◆ Source text:
::::

New innovation in the exchange-traded fund industry could come at a cost to investors during extreme conditions.

According to MFS Investment Management’s Jamie Harrison, ETFs involved in increasingly complex derivatives and less transparent markets may be in uncharted territory when it comes to violent downturns.

“Those would be something that you’d want to keep an eye on as volatility ramps up,” the firm’s head of ETF capital markets told CNBC’s “ETF Edge” this week. “As innovation continues to increase at a rapid pace within the ETF wrapper, [it’s] definitely something that we advise our clients to be really front-footed about… Lack of transparency could absolutely be an issue if we’re going to start seeing some deep sell-offs.”

His firm has been around since 1924 and is known for inventing the open-end mutual fund. Last year, ETF.com named MFS Investment Management as the best new ETF issuer.

“It’s important to do due diligence on the portfolio,” he said. “Having a firm that has deep partnerships, deep bench of subject matter experts that plays with the A-team in terms of the Street and liquidity providers available [are] super important.”

Liquidity as the real issue?

Harrison suggested the real issue is liquidity, particularly during a steep sell-off.

::::

◆ Supplied material:
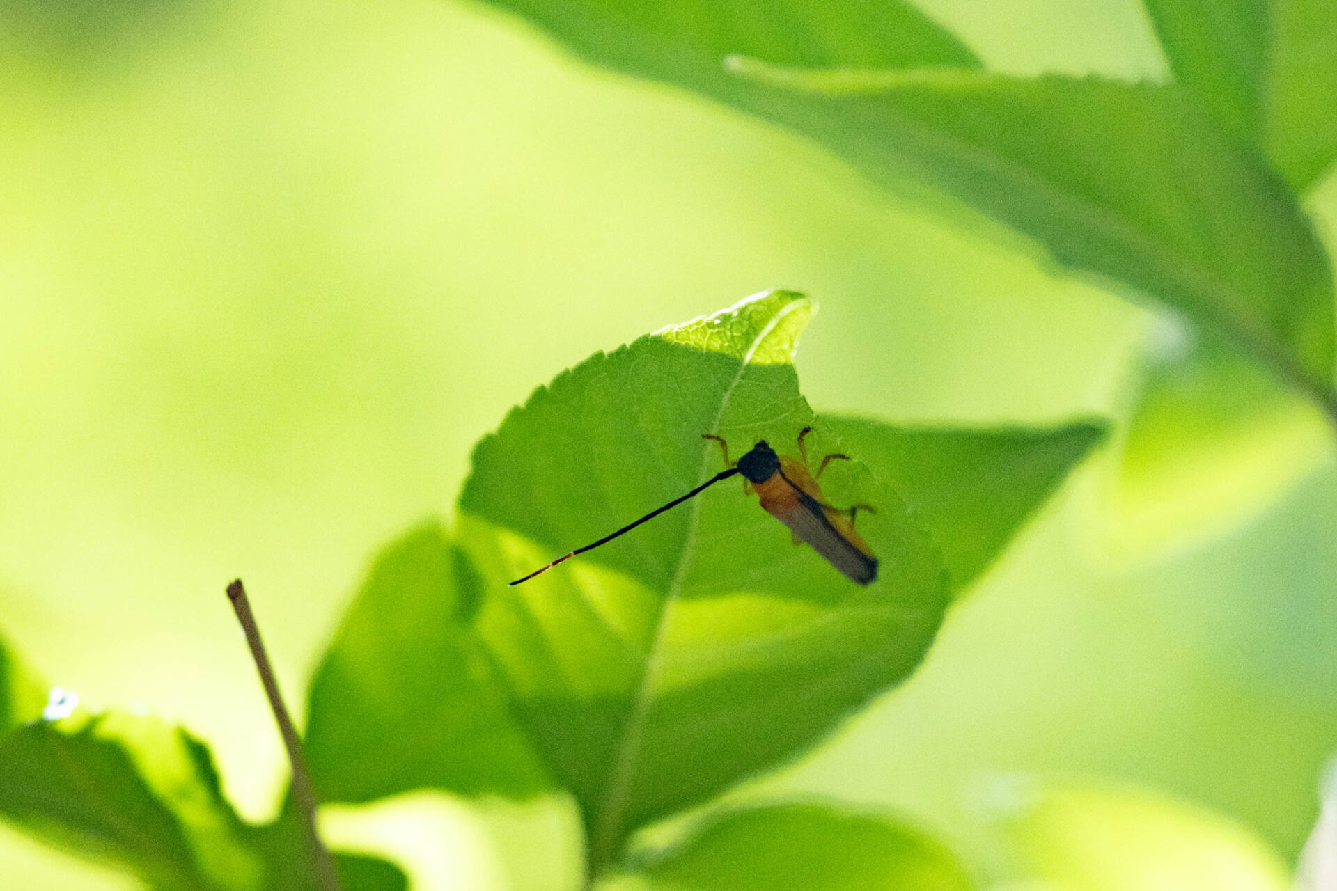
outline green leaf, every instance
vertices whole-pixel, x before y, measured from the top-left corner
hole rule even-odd
[[[1254,516],[1330,460],[1332,430],[1247,355],[1199,339],[1152,347],[1115,445],[1106,537],[1144,557]]]
[[[1263,0],[1146,0],[1175,80],[1233,135],[1262,130],[1269,5]]]
[[[902,190],[908,178],[928,182],[1038,239],[1059,262],[1131,285],[1225,331],[1308,394],[1329,393],[1326,256],[1286,183],[1191,90],[931,71],[925,65],[941,60],[927,57],[865,67],[853,55],[832,53],[813,65],[789,60],[761,29],[753,32],[761,49],[733,49],[726,59],[705,36],[710,17],[685,8],[662,13],[655,28],[630,40],[607,9],[568,0],[495,5],[531,17],[602,64],[790,127],[874,183]],[[828,8],[826,16],[845,21],[857,13]],[[685,71],[674,49],[681,43],[713,45],[717,55]],[[1308,71],[1317,53],[1300,45],[1290,55],[1306,60],[1293,67]],[[1193,44],[1182,56],[1209,53]],[[1243,76],[1245,85],[1249,80]],[[1330,103],[1337,94],[1312,94],[1300,77],[1278,81],[1277,108]],[[1222,114],[1247,114],[1245,87],[1221,95]],[[1309,152],[1300,143],[1316,139],[1289,124],[1278,132],[1290,134],[1278,144],[1292,154]]]
[[[1305,191],[1337,159],[1337,16],[1328,0],[1278,0],[1269,8],[1267,156]]]
[[[1326,0],[1146,0],[1175,79],[1297,192],[1337,158],[1337,17]]]
[[[40,717],[45,699],[36,675],[0,637],[0,736]]]
[[[889,819],[818,804],[731,811],[607,891],[969,891],[941,846]]]
[[[948,602],[941,556],[858,460],[822,477],[866,502],[881,558],[845,580],[717,485],[584,558],[505,582],[607,534],[767,438],[794,453],[814,423],[789,358],[810,313],[771,293],[595,355],[479,443],[461,534],[488,592],[477,633],[513,708],[580,801],[592,862],[627,832],[792,757],[923,657]],[[820,421],[810,454],[842,452]],[[857,458],[858,456],[856,456]]]
[[[155,888],[263,887],[203,745],[128,715],[37,721],[0,743],[0,814]]]
[[[822,419],[932,533],[957,590],[979,577],[1106,435],[1096,422],[972,430]]]
[[[575,51],[610,68],[709,90],[727,56],[805,67],[975,67],[960,40],[900,0],[856,3],[833,15],[821,0],[709,7],[618,0],[508,0]]]
[[[936,183],[1059,262],[1132,285],[1306,393],[1329,391],[1333,293],[1313,227],[1286,184],[1183,90],[743,69],[759,81],[754,110],[872,179]]]
[[[1095,785],[1021,789],[999,820],[1019,871],[1063,891],[1286,891],[1251,831],[1169,796]],[[1050,886],[1042,886],[1050,887]]]
[[[76,711],[13,731],[0,740],[0,816],[159,890],[316,888],[294,818],[243,823],[209,749],[152,717]],[[365,860],[346,860],[349,891],[405,887],[397,868]]]
[[[525,797],[548,785],[469,631],[480,585],[437,524],[376,560],[312,681],[320,800],[421,787]]]

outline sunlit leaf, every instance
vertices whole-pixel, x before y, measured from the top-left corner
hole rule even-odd
[[[0,816],[79,856],[171,891],[316,891],[305,836],[289,815],[243,823],[207,748],[176,727],[76,711],[0,740]],[[402,874],[342,862],[349,891],[402,890]]]
[[[1285,891],[1281,859],[1249,830],[1165,795],[1023,788],[999,827],[1016,868],[1066,891]]]
[[[615,36],[615,16],[568,0],[495,5],[602,64],[790,127],[876,183],[927,180],[1036,238],[1059,262],[1131,285],[1225,331],[1306,393],[1330,389],[1333,293],[1324,251],[1282,178],[1242,148],[1191,88],[925,71],[928,61],[868,69],[853,56],[813,65],[787,61],[762,31],[753,37],[759,49],[739,48],[685,73],[666,64],[671,47],[705,37],[701,20],[682,9],[663,13],[630,44]],[[826,15],[840,21],[856,13]],[[1193,44],[1183,57],[1202,60],[1206,72],[1210,53]],[[1257,49],[1241,53],[1251,59]],[[915,64],[921,69],[905,69]],[[1309,65],[1294,63],[1298,72]],[[1213,61],[1210,71],[1221,65]],[[1219,94],[1222,114],[1249,115],[1253,75],[1233,76],[1243,85]],[[1329,94],[1297,80],[1275,102],[1313,106]]]
[[[889,819],[820,804],[723,814],[608,891],[969,891],[960,863]]]
[[[1337,15],[1328,0],[1267,7],[1267,156],[1304,191],[1337,159]]]
[[[602,537],[767,438],[814,423],[789,357],[808,301],[773,293],[592,359],[540,389],[475,452],[461,529],[488,596],[477,628],[555,776],[583,806],[595,864],[622,838],[810,745],[902,679],[943,617],[928,534],[858,460],[822,478],[874,504],[881,558],[854,585],[729,481],[598,550]],[[820,421],[813,454],[840,452]]]
[[[1146,0],[1175,79],[1296,191],[1337,156],[1337,16],[1326,0]]]
[[[36,675],[0,637],[0,736],[41,716],[45,692]]]
[[[1175,79],[1243,142],[1261,131],[1267,76],[1265,0],[1146,0]]]
[[[377,558],[312,683],[306,755],[321,800],[547,785],[468,628],[480,585],[436,524]]]
[[[1106,434],[1096,422],[971,429],[896,427],[829,415],[824,421],[915,510],[943,549],[959,590]]]
[[[611,68],[709,90],[731,55],[814,68],[976,67],[965,44],[901,0],[754,4],[727,0],[618,3],[508,0],[499,4],[544,25]]]
[[[1194,339],[1151,349],[1115,453],[1107,540],[1144,556],[1257,514],[1329,460],[1333,441],[1312,402],[1239,350]]]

::::

◆ The problem: According to the article on ETF innovation, when was MFS Investment Management founded? The items were taken from a separate source.

◆ Answer: It was founded in 1924.